■ **Given text**:
*** Block opens ***

GitHub Copilot adds 1M context window and reasoning levels
GitHub Copilot now supports a 1M-token context window and configurable reasoning levels in VS Code, Copilot CLI, and the Copilot app. It matters because larger repo context and explicit effort controls arrive in the same surfaces teams already use for agent-assisted development.

TL;DR
- GitHub Copilot now exposes a 1 million token context window in VS Code, Copilot CLI, and the Copilot app, according to pierceboggan's launch post and the official GitHub changelog.
- The same rollout adds configurable reasoning levels, which GitHub describes as a speed versus depth control for architectural and debugging work, per pierceboggan's launch post and the same changelog entry.
- The timing matters because GitHub only opened its new Copilot desktop app technical preview two days earlier, giving the new controls a dedicated agent surface alongside CLI and VS Code, as lukehoban's linked blog post and the Copilot app announcement show.
- Bigger windows and higher reasoning are no longer an abstract model spec, they now sit inside the same Copilot surfaces GitHub is pushing for agent workflows, from the app's cross-client continuity in lukehoban's continuity post to the CLI upgrades in the CLI changelog.

*** Block closes ***

■ **Records provided**:
*** Block opens ***

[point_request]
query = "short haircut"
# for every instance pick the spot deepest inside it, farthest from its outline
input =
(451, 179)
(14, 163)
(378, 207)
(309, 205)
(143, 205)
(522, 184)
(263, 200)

*** Block closes ***

Retype from the text on GitHub Copilot's 1M context window, beginning at the words that contain "GitHub Copilot adds" and stopping after "for agent-assisted development.".

■ **Task response**:
GitHub Copilot adds 1M context window and reasoning levels
GitHub Copilot now supports a 1M-token context window and configurable reasoning levels in VS Code, Copilot CLI, and the Copilot app. It matters because larger repo context and explicit effort controls arrive in the same surfaces teams already use for agent-assisted development.